**What is being asked**
In the article on CTV gaming for families, condense the paragraph starting "Roku is one of the pioneers" into a short bulleted list of its main facts.

**Selected extract**
● ● ●

Finding an activity that everyone in the family can participate in has troubled parents and children alike for generations. During the COVID-19 pandemic, this quandary grew even more acute as people found themselves spending far more time at home than they may have previously. At the same time, many of us migrated to connected television (CTV) to find distractions during the lockdown days.
The massive rise in CTV’s popularity has primarily benefited streaming services like Netflix, and 80% of American households now have at least one smart TV. However, finding the right TV show or film for everyone can be tough as audience preferences can diverge.
In order to bridge that gap, CTV-based gaming has emerged as a unifying alternative for families, and the number and quality of new games is only increasing.
CTV Gaming Works for Families
Gaming content offers an interactive experience that all members of the family can enjoy, regardless of age. Television shows can bring people together but the experience is of course not interactive. A shared experience like gaming is more rewarding for families than individually viewed content like TV as everyone can fully participate.
As CTV games are played on smart TVs, the overall experience for the players is better too. Mobile games depend on small devices with accompanying small screens. CTV on the other hand can offer a large screen experience that’s much easier to enjoy as a group.
This makes CTV gaming an attractive option not just for families but also for those looking for a stress-free, simple experience. CTV games are primarily low-key and relaxing, providing enough of a challenge to retain the player’s attention without overly taxing them. The large screen size, and the fact that you don’t need to connect to other devices, make it easy for family members of all generations to become involved.
Some of the most prominent CTV-based games include casual games like Crazino, racing games like Asphalt 8, and strategy games including Space Conqueror. Of the various platforms you can use, four stand out as the most popular: Roku, Amazon Fire Stick, Android TV and Apple TV:
Roku is one of the pioneers in the U.S. CTV market and offers a large number of games. Gaming content on the platform can be found on the Roku Channel Store, and while some are pay-to-play, most are completely free to download, which should give most families a decent range to choose from regardless of budget. Any games you download are added to your Roku home screen, which should make it easy for you to keep track of how many games have been downloaded.

● ● ●

**Records provided**
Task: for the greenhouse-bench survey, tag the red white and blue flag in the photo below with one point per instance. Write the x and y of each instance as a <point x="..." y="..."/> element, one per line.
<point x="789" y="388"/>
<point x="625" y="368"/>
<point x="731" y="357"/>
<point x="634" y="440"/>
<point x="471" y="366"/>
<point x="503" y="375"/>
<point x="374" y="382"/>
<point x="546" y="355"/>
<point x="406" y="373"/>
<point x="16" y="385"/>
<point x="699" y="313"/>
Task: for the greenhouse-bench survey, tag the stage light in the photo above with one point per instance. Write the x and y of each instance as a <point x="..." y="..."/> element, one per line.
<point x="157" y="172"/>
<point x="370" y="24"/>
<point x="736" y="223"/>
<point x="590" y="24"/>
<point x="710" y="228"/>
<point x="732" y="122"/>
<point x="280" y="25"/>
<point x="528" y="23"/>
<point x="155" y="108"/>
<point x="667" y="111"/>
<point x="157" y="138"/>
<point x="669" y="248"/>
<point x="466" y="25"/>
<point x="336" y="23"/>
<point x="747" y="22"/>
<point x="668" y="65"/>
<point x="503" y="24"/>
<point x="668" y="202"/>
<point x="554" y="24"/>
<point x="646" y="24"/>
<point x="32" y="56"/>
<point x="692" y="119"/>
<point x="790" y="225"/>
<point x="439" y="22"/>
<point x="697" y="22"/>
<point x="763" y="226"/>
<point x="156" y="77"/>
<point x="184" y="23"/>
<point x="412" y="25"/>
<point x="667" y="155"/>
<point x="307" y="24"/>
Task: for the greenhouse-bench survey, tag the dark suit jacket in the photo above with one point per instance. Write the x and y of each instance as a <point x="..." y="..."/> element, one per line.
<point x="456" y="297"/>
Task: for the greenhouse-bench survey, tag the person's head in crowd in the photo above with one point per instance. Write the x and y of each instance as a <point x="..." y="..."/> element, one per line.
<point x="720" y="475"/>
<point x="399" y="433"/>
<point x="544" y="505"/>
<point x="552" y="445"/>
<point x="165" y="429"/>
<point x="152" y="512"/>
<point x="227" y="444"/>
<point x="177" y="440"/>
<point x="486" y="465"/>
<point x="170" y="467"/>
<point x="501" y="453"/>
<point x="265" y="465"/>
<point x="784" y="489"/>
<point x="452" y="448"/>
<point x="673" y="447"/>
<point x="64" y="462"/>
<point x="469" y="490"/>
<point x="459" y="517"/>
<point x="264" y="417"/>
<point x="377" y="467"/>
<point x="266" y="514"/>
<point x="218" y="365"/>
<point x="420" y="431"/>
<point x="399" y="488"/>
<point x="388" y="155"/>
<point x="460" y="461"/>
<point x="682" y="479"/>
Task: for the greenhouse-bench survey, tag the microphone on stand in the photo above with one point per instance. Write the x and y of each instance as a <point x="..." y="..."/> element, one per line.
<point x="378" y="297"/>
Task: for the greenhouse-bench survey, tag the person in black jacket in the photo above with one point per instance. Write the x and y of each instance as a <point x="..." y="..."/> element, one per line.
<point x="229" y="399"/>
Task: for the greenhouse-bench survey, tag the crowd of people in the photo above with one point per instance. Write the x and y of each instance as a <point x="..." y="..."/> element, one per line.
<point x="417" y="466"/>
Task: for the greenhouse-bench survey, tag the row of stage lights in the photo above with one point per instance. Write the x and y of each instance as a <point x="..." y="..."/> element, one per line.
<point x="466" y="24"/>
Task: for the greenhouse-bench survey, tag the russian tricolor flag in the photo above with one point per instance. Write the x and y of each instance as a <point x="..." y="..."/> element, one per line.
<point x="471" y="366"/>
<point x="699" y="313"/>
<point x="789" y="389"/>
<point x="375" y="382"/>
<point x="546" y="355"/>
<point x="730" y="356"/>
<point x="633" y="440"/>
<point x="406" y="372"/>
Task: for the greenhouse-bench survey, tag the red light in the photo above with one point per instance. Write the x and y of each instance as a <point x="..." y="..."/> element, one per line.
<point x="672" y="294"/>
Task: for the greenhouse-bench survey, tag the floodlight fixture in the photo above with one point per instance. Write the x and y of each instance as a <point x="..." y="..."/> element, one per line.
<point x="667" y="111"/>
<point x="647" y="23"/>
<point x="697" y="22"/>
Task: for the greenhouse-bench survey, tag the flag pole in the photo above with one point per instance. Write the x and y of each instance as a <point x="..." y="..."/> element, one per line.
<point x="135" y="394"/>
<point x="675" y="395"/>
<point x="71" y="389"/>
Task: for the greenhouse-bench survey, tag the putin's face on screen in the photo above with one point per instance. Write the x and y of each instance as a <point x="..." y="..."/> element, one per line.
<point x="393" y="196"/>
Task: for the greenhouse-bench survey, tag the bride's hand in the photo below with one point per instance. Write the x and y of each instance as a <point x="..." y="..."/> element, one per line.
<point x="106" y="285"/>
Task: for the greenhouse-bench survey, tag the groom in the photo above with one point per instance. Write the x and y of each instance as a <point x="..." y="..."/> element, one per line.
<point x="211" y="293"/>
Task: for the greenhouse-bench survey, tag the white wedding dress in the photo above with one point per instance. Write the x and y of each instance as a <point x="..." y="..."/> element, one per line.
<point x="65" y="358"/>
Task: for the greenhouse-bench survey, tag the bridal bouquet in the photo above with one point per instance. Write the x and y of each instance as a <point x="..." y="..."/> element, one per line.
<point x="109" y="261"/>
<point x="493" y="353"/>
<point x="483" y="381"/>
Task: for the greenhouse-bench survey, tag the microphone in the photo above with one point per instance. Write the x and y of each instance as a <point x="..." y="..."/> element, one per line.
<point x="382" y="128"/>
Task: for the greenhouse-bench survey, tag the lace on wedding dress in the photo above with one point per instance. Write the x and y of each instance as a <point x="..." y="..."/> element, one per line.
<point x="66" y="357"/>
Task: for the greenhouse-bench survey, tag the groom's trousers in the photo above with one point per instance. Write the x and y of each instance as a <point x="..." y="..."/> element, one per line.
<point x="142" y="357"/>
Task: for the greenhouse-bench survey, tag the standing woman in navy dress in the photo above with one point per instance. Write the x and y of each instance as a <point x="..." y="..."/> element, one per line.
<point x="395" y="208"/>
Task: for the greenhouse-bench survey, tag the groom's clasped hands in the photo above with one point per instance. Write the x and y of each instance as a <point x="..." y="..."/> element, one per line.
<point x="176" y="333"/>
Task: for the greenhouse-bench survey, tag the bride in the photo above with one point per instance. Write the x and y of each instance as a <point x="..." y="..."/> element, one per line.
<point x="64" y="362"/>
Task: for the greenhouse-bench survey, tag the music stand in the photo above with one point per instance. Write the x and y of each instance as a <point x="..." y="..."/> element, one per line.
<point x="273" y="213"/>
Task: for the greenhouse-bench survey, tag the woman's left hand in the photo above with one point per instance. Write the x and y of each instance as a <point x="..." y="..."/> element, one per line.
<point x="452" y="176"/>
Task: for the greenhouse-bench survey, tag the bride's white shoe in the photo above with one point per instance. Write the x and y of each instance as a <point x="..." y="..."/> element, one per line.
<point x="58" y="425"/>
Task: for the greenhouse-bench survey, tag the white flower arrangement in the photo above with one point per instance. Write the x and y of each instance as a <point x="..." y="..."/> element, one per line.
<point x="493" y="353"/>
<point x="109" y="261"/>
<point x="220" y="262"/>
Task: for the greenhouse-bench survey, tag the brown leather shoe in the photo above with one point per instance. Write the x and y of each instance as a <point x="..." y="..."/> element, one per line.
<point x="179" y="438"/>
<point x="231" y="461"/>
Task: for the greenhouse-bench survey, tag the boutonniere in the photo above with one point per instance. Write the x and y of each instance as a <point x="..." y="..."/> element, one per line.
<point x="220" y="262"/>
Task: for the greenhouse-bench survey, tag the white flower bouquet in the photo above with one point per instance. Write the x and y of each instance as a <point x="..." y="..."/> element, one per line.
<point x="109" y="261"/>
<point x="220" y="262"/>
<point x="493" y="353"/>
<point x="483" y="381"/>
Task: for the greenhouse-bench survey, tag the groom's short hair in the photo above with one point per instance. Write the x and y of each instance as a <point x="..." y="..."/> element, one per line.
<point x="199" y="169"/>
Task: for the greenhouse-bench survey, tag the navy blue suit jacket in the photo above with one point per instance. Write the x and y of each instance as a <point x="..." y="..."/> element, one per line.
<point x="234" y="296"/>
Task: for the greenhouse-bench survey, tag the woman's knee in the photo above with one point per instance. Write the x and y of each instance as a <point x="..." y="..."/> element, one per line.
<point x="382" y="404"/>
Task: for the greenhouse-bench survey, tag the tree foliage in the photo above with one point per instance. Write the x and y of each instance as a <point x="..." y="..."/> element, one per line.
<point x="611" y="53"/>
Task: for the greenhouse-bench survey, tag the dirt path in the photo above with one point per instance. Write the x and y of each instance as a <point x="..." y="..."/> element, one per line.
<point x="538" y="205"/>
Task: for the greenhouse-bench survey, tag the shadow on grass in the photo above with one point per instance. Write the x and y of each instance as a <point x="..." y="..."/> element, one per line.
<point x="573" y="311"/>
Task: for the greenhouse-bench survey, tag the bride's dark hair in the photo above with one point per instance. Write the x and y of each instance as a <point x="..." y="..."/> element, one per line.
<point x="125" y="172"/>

● ● ●

**Finished exercise**
- Roku is one of the pioneers of the U.S. CTV market and offers many games.
- The games are found on the Roku Channel Store.
- Some are pay-to-play, but most are free to download, giving families a decent range on any budget.
- Downloaded games go on the Roku home screen, which makes them easy to keep track of.